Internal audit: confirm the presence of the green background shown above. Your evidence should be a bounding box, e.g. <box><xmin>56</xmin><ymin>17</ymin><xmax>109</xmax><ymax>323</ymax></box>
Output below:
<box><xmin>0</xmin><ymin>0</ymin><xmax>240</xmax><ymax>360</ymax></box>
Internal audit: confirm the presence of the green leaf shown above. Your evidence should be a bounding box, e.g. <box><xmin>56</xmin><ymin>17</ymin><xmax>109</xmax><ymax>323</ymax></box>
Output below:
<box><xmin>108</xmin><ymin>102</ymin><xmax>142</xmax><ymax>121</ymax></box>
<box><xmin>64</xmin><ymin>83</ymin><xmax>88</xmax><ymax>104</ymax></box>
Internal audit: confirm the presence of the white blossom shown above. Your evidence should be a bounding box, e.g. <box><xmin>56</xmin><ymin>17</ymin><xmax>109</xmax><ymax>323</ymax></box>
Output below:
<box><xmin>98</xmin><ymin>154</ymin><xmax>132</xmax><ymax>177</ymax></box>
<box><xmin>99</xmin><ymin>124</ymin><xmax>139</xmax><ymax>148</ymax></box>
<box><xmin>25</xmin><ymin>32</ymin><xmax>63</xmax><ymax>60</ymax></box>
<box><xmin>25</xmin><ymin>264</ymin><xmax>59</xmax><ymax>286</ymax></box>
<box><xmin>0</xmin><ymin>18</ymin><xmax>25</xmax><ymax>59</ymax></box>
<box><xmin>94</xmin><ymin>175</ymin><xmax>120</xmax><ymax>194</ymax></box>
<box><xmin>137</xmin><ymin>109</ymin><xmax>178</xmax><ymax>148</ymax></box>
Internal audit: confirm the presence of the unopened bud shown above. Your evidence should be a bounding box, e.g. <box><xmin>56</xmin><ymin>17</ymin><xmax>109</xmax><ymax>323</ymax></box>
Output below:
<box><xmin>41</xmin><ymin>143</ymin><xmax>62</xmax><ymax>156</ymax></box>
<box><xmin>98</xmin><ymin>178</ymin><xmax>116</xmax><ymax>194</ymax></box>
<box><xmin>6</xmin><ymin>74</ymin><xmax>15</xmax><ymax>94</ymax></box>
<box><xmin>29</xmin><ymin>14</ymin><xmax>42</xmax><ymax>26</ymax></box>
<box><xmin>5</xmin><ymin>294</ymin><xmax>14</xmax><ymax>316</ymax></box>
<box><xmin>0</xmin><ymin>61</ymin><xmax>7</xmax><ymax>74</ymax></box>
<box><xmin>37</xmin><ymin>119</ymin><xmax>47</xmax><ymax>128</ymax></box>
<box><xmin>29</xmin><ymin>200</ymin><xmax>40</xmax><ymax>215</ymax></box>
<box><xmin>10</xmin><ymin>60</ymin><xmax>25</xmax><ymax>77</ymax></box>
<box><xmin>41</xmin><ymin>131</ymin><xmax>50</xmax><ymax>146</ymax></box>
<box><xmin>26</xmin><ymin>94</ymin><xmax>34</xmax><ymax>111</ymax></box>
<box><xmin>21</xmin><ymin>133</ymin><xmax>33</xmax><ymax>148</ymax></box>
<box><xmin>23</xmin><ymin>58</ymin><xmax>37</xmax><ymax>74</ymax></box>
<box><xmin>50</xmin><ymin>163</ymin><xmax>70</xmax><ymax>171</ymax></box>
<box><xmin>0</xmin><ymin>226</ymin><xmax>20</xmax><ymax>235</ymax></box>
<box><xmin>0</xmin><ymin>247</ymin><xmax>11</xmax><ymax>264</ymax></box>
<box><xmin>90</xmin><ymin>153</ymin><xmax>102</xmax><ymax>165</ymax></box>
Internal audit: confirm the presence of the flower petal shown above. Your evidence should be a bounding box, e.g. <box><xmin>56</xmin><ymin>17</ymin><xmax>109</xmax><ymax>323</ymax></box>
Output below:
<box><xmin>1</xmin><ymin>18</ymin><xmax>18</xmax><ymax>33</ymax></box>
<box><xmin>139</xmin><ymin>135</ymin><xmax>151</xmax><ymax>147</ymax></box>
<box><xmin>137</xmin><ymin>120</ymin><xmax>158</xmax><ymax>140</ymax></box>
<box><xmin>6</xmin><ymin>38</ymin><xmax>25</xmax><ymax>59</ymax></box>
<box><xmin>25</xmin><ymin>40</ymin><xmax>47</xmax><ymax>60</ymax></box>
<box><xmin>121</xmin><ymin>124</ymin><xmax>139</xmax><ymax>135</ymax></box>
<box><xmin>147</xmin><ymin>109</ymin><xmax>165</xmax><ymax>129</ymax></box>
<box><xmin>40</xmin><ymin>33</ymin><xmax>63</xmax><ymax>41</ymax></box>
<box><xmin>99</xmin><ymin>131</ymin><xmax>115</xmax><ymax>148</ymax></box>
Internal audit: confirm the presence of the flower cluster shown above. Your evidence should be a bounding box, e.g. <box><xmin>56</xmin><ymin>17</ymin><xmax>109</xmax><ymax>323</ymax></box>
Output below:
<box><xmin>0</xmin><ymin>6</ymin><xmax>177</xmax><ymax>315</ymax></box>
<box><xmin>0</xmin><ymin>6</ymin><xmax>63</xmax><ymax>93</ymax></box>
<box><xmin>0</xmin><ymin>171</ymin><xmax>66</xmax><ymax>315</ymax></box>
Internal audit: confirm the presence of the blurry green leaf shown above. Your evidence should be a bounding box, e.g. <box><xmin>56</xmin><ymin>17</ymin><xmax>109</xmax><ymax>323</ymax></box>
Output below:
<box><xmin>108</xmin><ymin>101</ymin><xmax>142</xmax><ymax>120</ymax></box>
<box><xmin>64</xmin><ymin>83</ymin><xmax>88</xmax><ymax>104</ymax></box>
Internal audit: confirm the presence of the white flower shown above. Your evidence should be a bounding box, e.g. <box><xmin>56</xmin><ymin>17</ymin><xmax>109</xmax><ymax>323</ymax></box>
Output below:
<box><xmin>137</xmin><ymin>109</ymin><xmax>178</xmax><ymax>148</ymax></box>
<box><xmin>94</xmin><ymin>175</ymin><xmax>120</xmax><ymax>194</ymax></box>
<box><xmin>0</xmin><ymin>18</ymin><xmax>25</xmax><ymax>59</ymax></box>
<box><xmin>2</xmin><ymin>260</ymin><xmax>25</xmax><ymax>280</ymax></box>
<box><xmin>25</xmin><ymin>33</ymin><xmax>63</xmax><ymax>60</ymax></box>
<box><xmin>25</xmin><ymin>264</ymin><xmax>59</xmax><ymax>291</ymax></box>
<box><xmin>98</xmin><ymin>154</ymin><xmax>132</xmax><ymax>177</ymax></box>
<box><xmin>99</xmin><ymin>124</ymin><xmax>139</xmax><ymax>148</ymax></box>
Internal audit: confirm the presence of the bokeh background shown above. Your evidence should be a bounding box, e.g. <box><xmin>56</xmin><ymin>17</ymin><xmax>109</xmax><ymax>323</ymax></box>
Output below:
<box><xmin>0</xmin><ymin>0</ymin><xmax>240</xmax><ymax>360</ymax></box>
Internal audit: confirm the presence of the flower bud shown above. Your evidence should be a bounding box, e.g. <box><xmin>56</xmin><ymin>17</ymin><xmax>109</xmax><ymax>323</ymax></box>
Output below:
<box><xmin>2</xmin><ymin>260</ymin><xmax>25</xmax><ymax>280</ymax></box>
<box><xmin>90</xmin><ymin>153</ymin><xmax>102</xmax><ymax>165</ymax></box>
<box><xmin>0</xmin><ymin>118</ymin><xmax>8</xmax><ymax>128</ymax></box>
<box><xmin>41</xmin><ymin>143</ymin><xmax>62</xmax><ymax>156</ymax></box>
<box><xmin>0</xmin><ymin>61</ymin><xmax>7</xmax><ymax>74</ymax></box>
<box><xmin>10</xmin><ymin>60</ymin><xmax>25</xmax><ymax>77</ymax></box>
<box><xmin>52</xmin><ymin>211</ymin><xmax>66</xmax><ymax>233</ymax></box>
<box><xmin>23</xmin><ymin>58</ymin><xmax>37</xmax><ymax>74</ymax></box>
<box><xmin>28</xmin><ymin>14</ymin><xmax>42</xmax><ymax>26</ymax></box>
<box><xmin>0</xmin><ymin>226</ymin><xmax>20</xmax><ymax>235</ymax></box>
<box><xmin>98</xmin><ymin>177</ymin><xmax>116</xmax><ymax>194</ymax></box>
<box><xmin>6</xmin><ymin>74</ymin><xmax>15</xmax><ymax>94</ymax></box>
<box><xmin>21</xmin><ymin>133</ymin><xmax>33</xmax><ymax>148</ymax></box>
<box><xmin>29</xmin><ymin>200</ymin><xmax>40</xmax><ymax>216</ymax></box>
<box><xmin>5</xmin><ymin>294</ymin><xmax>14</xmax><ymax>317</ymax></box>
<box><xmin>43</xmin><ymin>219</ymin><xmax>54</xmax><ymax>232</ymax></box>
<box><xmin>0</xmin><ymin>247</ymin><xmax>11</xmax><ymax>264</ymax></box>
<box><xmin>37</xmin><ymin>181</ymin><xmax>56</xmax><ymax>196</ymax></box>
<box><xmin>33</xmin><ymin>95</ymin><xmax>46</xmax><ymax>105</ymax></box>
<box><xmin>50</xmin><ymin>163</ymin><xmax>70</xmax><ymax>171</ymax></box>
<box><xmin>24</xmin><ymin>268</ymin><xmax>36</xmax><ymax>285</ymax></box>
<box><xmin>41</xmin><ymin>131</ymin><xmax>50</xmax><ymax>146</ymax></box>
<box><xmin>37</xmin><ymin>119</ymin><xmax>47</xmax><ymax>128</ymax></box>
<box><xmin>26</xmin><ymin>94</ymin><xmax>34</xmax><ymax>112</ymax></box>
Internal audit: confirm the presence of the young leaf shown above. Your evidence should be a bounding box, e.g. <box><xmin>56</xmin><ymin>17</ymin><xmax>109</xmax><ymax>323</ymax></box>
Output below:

☆ ☆ ☆ ☆

## Aim
Rewrite the items starting with the line that contains "Internal audit: confirm the presence of the young" and going on through the end of the items, with "young leaf" changed to "mature leaf". Leave everything else the same.

## Completed task
Internal audit: confirm the presence of the mature leaf shown above. Your evidence should be a bounding box, e.g. <box><xmin>56</xmin><ymin>17</ymin><xmax>109</xmax><ymax>323</ymax></box>
Output below:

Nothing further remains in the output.